# [Texto proporcionado]
Dios mismo es la (nuestra) Justicia (Jr 33, 16) y nos la regala para que nosotros la acojamos, la transmitamos y pongamos en práctica, fomentado un mundo más justo, con equidad y fraterno. Este Don de la justicia, que nos santifica y libera del mal e injusticia, siempre opta por la defensa de la vida, de la dignidad y promoción liberadora e integral con los pobres de la tierra y las víctimas de la historia (Sal 82, 3; Is 1, 17). Es el Dios de la vida, de la misericordia y la justicia liberadora con los pobres, que quiere establecer la Alianza y Promesa con los pueblos para una vida en santidad, fidelidad compasiva y justicia. Por ello, así lo visibilizan estos libros bíblicos y proféticos, el auténtico culto (Is 58) y conocimiento de Dios (Jer 22,6) van unidos inseparablemente a la praxis de la justicia liberadora con los otros, con los pobres y las víctimas.
Esta Revelación de Dios culmina en la Encarnación y Evangelio de Jesucristo (SNC 17) que, junto con su madre María (Lc 1, 46-55), nos llama primeramente (Mt 6, 24-34) a buscar el Reino de Dios y su justicia con los pobres, los hambrientos y oprimidos. Frente al pecado, el egoísmo e ídolos de la riqueza-ser rico, del poder y la violencia (Lc 6, 20-35). La Gracia del Amor de Dios que se acoge en la fraternidad solidaria y la justicia con los pobres, presencia (sacramento) real de Cristo pobre y crucificado, es criterio decisivo (definitivo) para la salvación plena-eterna (Mt 25, 31-46). Recogiendo toda esta enseñanza bíblica y teológica El Sínodo de Obispos de 1971, dedicado a esta realidad esencial e imprescindible, nos comunica que “la acción en favor de la justicia y la participación en la transformación del mundo se nos presenta claramente como una dimensión constitutiva de la predicación del Evangelio. Es decir, la misión de la Iglesia para la redención del género humano y la liberación de toda situación opresiva”.
De esta forma, en la misma misión de la iglesia fiel a Jesús se encuentra vivamemente este coherente compromiso que “realiza la justicia social” con los pobres, con los trabajadores y explotados por la injusticia en el mundo. Tal como, tan proféticamente, enseña San Juan Pablo II en su primera encíclica social sobre el trabajo (LE 8; 11-15). La iglesia, nos sigue transmitiendo este Papa santo ahondando el magisterio de Pio XI, ha afirmado realmente “el papel positivo del conflicto cuando se configura como «lucha por la justicia social». Ya en la Quadragesimo anno se decía: «en efecto, cuando la lucha de clases se abstiene de los actos de violencia y del odio recíproco, se transforma poco a poco en una discusión honesta, fundada en la búsqueda de la justicia»” (CA 14). Se observa, pues, como la DSI con su antropología fraterna e integral siempre conectan la libertad con la justicia social, la participación democrática con la igualdad, la solidaridad y la subsidiariedad, el bien común más universal y la no violencia que llevan a la paz. Oponiéndose, por tanto, a todos los totalitarismos e injusticias del neoliberalismo, del capitalismo, del comunismo colectivista, del fascismo u otros fundamentalismos e integrismos, que disocian estas conexiones antropológicas y éticas.

# [Sección de datos]
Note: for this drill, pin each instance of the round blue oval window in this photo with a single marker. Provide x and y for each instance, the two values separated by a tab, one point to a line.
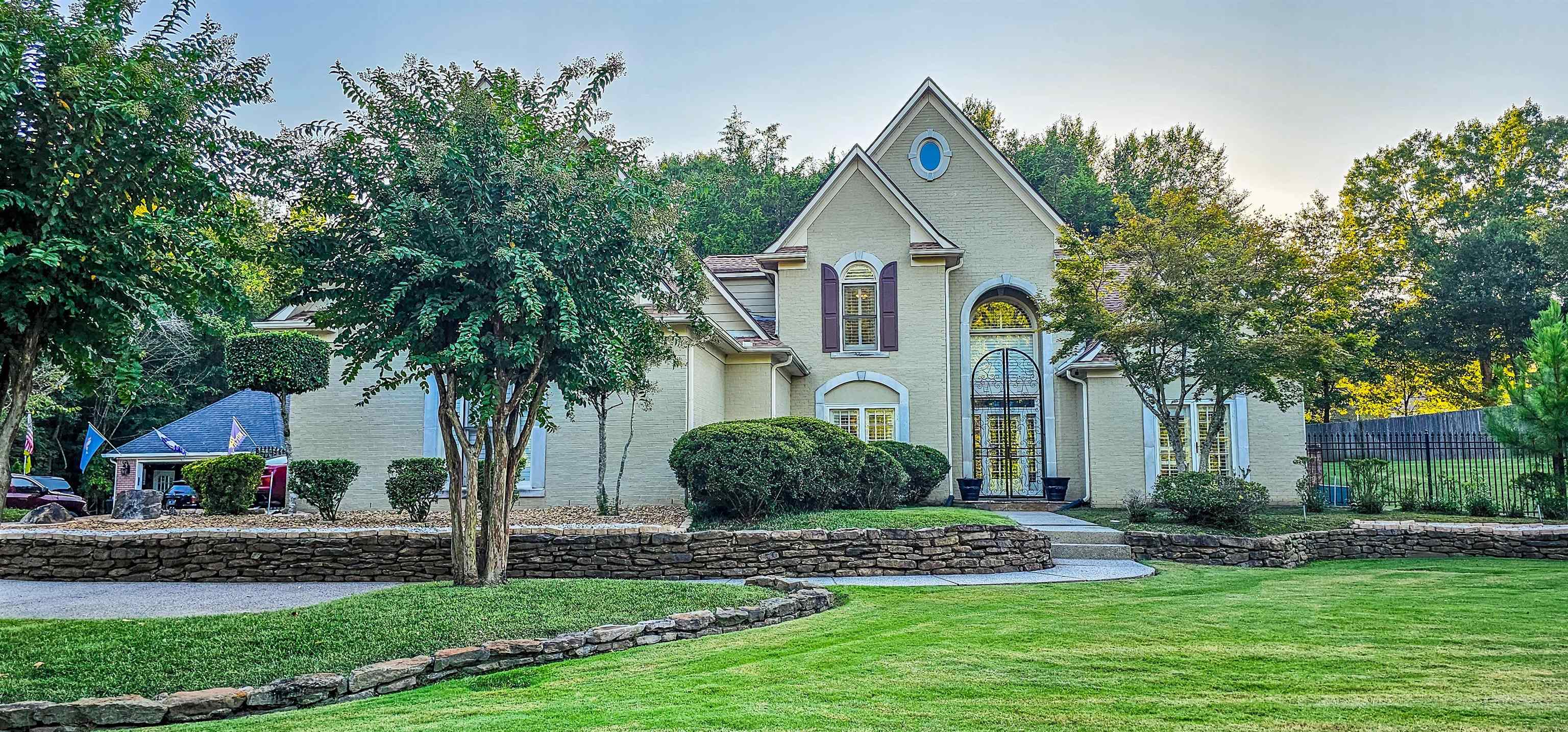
930	156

# [Qué debes hacer]
a. Enumera las corrientes que el texto sobre la justicia introduce con «del» en su última oración, a continuación de la palabra «injusticias».
b. Responde a estas preguntas sobre el texto sobre la justicia:
(i) ¿En qué año se celebró el Sínodo de Obispos que cita?
(ii) ¿Quién, junto con Jesucristo, nos llama a buscar el Reino de Dios y su justicia?
(iii) ¿Sobre qué trata la primera encíclica social de San Juan Pablo II que se menciona?
c. Prosigue, por favor, el texto sobre la justicia a partir de su última oración.

# [Respuestas por tarea]
a.
neoliberalismo
capitalismo
comunismo colectivista
fascismo

b.
(i) En 1971.
(ii) Su madre María.
(iii) Sobre el trabajo.

c.
La justicia social, ya claramente transmitida y testimoniada por la Tradición de la Iglesia con los Santos Padres, asume (condensa) los tipos de justicia general y distributiva, unidas al principio del bien común, que nos enseña igualmente Santo Tomás de Aquino. Como transmite Francisco, “haciendo eco a la palabra antigua de los profetas, el Jubileo nos recuerda que los bienes de la tierra no están destinados a unos pocos privilegiados, sino a todos” (SNC 16). Las condiciones dignas e históricas con los derechos para el desarrollo humano integral, que conforman el bien común promovido por la virtud clave de la solidaridad, no se puede separar del destino universal de los bienes, el reparto justo de los recursos, que como principio está por encima de la propiedad (LE 14).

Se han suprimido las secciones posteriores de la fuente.